Start of Supplied material
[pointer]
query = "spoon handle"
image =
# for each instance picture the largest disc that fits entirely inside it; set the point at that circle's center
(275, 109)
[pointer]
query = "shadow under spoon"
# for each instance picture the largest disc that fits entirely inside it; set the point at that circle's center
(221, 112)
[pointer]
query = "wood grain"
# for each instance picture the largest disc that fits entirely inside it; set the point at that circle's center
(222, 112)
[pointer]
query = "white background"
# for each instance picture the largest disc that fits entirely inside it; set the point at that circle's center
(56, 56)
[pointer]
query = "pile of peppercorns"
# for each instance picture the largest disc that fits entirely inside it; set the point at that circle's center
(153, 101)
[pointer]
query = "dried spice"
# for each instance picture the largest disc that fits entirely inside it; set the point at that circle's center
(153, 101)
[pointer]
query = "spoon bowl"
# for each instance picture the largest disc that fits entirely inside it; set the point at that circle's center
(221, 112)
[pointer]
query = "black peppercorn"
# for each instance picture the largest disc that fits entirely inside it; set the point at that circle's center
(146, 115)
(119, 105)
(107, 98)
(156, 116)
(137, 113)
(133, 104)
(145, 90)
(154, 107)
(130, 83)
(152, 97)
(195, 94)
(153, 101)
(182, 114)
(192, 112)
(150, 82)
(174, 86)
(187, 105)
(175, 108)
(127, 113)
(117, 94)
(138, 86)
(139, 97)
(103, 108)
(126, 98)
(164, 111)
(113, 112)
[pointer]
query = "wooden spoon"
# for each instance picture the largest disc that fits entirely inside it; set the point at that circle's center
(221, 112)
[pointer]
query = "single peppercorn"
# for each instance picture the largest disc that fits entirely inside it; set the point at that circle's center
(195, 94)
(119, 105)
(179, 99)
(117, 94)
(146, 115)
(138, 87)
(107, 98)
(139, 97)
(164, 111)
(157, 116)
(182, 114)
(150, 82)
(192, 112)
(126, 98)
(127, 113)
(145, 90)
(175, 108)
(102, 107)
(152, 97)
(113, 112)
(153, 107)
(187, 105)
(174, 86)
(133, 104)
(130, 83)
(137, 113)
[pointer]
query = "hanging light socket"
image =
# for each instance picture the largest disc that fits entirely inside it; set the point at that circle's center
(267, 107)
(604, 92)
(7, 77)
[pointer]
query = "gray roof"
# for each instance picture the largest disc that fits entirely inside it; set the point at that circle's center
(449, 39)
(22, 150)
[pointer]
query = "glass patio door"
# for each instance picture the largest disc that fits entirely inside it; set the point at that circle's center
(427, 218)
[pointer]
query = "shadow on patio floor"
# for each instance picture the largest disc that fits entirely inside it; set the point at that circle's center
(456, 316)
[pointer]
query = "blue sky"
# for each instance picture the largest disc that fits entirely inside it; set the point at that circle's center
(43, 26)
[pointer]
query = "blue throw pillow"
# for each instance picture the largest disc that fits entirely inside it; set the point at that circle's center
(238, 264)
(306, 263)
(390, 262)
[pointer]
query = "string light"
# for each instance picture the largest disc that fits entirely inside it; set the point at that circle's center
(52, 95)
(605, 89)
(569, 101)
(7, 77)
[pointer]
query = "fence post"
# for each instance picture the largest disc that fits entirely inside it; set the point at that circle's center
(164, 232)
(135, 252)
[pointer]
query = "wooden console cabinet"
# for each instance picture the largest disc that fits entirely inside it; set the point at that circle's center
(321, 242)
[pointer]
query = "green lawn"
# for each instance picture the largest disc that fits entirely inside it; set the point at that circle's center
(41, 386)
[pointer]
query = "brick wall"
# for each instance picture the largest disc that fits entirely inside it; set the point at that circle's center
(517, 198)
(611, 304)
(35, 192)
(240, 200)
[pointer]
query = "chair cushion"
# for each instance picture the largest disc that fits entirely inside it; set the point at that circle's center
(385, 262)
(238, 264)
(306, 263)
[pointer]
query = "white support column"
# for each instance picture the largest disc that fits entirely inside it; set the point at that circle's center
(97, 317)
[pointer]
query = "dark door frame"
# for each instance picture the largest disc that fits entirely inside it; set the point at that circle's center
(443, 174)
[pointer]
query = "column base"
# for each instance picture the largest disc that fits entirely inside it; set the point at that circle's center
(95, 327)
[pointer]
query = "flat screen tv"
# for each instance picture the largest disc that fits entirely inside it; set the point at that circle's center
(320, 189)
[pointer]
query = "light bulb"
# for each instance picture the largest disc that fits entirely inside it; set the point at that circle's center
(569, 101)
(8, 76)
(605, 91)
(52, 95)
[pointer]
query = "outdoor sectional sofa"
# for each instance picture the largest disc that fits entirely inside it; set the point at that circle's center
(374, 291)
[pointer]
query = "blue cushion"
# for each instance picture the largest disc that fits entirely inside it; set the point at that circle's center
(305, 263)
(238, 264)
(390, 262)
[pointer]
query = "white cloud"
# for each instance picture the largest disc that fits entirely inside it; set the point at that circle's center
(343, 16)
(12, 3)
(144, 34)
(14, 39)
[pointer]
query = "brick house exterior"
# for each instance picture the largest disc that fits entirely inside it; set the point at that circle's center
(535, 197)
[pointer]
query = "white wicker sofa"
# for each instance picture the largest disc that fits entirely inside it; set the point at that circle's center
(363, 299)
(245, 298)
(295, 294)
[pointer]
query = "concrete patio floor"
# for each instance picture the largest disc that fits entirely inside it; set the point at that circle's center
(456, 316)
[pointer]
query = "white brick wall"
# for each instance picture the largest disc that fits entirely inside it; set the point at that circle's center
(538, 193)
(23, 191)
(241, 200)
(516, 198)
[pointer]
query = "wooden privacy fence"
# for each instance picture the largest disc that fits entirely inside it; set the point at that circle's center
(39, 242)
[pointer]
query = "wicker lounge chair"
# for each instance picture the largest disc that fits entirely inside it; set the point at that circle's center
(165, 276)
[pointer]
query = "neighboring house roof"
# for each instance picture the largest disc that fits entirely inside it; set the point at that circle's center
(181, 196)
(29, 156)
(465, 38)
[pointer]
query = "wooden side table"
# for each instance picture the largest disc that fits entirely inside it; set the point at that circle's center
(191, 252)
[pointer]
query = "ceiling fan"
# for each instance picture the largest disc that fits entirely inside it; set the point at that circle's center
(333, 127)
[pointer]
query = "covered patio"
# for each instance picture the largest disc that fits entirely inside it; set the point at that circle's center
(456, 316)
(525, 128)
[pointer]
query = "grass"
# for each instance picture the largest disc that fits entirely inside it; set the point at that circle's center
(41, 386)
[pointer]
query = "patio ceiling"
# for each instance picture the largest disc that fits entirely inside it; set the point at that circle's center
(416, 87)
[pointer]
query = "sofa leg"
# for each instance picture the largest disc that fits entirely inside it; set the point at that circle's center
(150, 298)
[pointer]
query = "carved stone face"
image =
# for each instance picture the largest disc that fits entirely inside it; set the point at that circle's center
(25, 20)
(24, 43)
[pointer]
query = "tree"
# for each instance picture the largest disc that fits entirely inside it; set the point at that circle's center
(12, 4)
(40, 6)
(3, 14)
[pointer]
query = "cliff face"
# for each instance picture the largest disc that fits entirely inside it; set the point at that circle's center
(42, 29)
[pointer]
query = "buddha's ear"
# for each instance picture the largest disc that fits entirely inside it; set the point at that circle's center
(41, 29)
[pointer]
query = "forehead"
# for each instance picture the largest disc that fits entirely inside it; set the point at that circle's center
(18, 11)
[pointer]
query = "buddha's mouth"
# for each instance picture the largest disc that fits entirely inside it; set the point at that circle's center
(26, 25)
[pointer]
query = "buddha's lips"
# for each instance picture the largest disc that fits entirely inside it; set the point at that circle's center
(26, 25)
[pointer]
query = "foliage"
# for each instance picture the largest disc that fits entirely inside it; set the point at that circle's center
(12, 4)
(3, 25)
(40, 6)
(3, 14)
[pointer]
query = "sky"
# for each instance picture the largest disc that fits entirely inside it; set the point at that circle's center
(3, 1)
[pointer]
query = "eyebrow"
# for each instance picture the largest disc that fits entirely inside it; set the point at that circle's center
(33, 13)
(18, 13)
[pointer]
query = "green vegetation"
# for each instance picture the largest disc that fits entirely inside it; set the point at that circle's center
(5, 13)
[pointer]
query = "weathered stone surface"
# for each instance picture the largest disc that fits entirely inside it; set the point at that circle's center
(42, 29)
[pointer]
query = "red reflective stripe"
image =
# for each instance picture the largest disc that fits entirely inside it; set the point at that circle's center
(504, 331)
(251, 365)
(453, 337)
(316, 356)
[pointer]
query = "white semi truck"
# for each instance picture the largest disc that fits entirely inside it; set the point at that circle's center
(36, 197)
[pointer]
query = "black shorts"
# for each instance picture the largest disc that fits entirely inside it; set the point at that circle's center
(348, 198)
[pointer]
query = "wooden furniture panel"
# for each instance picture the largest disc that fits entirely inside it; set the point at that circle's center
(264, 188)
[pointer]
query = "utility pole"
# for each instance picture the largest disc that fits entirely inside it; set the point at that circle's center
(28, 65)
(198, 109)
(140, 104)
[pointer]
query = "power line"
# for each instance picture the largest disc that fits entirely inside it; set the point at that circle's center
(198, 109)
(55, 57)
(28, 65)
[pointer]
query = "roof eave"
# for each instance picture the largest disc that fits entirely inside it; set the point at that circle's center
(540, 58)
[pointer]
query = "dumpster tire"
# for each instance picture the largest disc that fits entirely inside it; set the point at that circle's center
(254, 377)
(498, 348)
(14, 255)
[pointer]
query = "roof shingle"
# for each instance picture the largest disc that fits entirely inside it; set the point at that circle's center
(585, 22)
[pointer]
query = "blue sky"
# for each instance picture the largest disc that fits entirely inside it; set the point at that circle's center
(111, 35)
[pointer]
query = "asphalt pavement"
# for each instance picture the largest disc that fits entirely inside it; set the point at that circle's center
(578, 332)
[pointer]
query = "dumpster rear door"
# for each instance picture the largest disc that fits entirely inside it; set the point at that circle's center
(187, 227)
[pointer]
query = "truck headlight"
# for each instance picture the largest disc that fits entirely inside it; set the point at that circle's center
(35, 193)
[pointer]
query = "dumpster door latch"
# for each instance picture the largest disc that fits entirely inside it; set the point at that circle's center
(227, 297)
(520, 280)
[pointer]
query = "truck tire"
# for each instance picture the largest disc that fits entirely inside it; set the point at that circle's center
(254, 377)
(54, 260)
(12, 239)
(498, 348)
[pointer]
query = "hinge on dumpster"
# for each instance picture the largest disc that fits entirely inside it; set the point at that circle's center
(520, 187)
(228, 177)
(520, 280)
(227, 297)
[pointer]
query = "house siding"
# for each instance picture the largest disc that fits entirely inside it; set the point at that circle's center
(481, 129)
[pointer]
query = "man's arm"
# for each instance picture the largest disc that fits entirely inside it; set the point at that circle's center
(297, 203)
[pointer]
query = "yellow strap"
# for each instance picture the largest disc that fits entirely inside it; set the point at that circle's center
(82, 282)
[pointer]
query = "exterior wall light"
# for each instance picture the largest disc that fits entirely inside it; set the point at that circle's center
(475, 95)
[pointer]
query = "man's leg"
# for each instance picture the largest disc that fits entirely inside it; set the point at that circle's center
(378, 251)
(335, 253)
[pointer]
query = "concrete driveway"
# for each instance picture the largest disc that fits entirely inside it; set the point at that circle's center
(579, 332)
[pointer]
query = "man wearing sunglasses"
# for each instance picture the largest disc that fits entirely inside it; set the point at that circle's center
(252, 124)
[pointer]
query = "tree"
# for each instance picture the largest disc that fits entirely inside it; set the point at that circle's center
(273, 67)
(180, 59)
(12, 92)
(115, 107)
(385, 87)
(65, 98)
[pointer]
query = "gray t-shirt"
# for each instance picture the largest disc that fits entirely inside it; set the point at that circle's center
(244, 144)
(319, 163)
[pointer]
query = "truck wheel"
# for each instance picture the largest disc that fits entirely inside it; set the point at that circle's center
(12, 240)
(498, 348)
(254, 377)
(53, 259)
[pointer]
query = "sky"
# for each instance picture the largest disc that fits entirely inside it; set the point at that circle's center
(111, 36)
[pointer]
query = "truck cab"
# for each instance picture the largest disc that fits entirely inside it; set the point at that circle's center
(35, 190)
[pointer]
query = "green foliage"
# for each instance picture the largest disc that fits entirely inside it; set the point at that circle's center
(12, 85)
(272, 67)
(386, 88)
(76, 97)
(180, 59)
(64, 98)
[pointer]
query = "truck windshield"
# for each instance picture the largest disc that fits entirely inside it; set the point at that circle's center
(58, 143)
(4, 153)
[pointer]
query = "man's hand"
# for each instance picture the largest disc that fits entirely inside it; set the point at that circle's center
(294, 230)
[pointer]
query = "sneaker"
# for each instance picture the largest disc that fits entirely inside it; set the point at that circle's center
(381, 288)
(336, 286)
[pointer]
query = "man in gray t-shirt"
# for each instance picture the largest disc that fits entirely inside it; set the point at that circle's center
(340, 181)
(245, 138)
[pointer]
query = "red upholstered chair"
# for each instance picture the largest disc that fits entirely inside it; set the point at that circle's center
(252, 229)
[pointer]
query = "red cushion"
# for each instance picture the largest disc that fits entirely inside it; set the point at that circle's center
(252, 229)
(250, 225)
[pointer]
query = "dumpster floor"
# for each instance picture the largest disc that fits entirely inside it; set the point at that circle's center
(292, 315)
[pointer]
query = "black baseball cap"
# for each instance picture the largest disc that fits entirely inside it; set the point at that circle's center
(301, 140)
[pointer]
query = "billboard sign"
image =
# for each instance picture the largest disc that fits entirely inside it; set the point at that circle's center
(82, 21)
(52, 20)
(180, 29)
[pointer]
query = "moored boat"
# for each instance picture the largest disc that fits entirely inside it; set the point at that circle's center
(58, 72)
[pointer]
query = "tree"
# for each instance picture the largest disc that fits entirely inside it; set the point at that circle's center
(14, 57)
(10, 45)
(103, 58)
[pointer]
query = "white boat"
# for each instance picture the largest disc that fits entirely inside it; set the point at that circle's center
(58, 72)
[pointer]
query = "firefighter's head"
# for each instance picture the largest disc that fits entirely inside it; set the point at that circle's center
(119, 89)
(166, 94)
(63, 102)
End of Supplied material
Copy out, from the material above, each line in which the string "column" is found.

query = "white support column"
query = "column base"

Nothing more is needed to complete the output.